*** Task input Section Begins ***
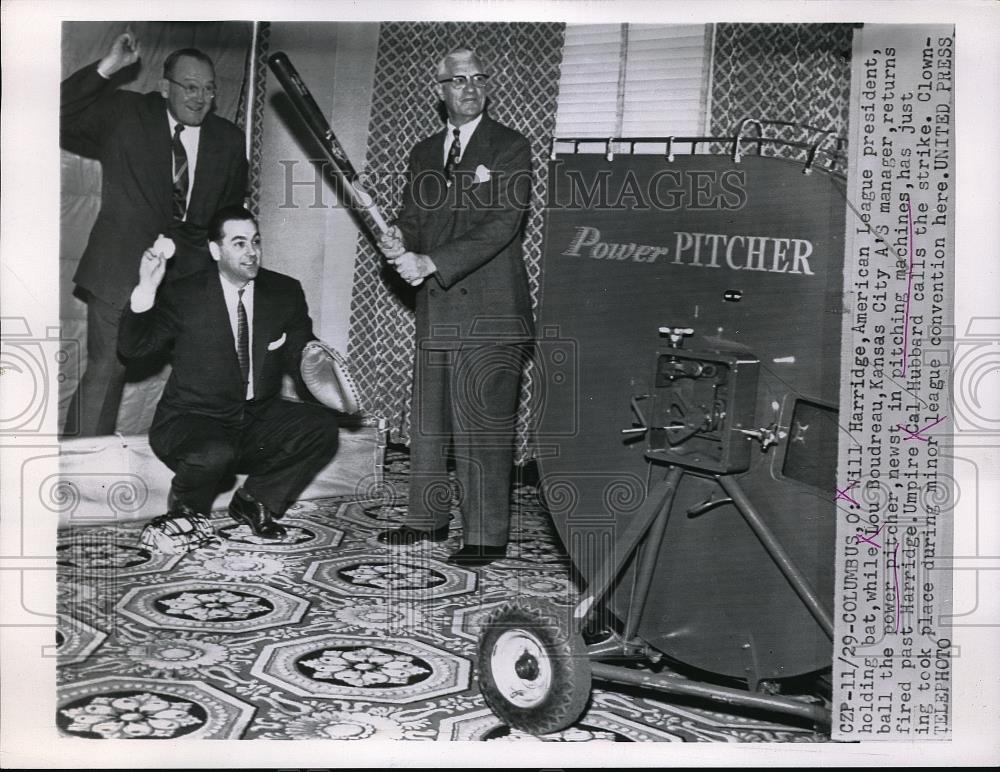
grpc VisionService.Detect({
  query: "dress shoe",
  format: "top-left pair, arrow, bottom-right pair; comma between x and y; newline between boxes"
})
228,489 -> 287,539
376,523 -> 449,547
447,544 -> 507,567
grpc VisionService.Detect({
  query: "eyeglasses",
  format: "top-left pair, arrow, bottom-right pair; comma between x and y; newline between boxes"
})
436,74 -> 490,89
166,77 -> 217,100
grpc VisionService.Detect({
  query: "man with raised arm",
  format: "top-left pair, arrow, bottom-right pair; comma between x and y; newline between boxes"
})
62,31 -> 248,436
118,207 -> 339,545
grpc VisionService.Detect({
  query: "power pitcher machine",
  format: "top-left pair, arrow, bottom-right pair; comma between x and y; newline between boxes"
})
478,125 -> 847,733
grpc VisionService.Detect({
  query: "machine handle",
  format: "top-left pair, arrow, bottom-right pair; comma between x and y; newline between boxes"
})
658,326 -> 694,348
735,424 -> 786,451
622,395 -> 651,436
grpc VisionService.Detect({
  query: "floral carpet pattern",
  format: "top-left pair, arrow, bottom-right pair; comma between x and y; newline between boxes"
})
57,448 -> 828,742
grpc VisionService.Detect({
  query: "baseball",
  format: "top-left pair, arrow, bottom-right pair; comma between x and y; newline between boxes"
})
153,234 -> 176,259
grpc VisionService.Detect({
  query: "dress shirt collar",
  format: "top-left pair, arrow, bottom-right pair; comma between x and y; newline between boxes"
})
444,113 -> 483,164
219,273 -> 254,297
166,109 -> 202,139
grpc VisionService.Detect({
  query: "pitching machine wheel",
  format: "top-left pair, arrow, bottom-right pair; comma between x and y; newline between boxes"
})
478,598 -> 592,734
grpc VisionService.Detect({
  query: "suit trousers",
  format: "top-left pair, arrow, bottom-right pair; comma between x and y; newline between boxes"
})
406,342 -> 527,546
149,398 -> 339,516
63,292 -> 127,437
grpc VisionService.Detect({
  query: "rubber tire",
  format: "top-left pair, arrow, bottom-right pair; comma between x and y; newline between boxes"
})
478,598 -> 592,735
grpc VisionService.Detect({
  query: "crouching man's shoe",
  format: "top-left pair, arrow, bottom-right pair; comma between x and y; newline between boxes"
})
376,524 -> 449,547
447,544 -> 507,568
138,497 -> 216,555
229,488 -> 287,539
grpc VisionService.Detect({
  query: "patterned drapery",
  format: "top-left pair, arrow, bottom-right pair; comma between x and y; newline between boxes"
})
346,22 -> 566,462
244,22 -> 271,219
709,23 -> 854,163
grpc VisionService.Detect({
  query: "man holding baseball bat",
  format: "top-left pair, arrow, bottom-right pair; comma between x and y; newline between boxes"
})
61,30 -> 248,437
118,207 -> 340,546
376,47 -> 534,568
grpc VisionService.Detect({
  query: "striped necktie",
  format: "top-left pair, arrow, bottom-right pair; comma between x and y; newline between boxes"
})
444,127 -> 461,182
172,124 -> 189,221
237,288 -> 250,388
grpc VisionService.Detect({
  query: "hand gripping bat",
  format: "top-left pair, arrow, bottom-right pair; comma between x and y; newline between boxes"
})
267,51 -> 390,238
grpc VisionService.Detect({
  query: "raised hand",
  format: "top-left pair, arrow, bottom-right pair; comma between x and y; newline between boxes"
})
97,30 -> 141,78
137,248 -> 167,293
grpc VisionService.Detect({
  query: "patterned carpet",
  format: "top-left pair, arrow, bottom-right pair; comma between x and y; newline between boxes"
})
56,447 -> 828,742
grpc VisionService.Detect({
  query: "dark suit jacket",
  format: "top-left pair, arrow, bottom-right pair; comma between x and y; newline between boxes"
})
395,115 -> 534,350
61,62 -> 248,309
118,268 -> 314,431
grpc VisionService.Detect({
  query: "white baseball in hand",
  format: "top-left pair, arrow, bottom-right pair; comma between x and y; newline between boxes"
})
153,234 -> 176,259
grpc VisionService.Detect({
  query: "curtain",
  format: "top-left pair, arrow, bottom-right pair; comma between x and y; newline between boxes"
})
345,22 -> 566,463
245,22 -> 271,220
709,23 -> 855,160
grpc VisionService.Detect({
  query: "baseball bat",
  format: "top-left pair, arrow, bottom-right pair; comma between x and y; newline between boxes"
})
267,51 -> 389,237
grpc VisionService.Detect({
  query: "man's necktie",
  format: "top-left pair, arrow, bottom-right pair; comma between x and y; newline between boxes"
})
444,127 -> 461,182
172,124 -> 189,221
237,288 -> 250,388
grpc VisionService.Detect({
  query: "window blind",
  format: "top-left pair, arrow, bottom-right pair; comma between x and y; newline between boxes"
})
554,23 -> 712,149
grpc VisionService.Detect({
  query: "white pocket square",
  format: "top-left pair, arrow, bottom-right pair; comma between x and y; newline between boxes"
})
267,333 -> 287,351
474,164 -> 492,183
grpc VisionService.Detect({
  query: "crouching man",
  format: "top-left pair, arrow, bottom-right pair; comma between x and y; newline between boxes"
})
119,206 -> 339,548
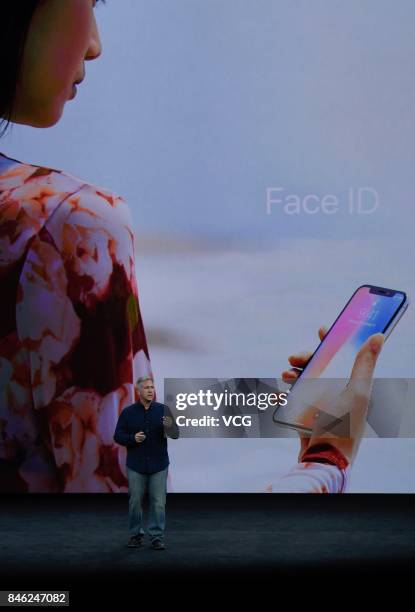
*** Task input Section Ends ***
_Activity:_
Search the data above for the string "raised" and copy each line that has it.

_Output of the task:_
  query: "man with raised arm",
  query: "raised hand",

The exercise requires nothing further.